Records excerpted from a collection:
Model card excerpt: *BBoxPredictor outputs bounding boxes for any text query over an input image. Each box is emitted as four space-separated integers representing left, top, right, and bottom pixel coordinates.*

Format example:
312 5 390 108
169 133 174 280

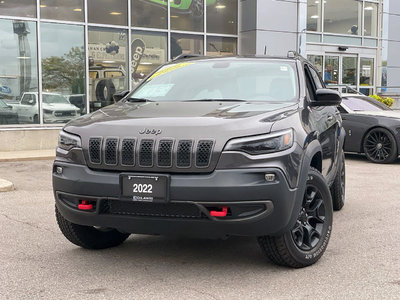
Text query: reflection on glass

TASK DETAILS >>
For the word "query", count how many lines of the entries contain it; give the number and nothing more.

REPLY TO THE EXERCISE >>
2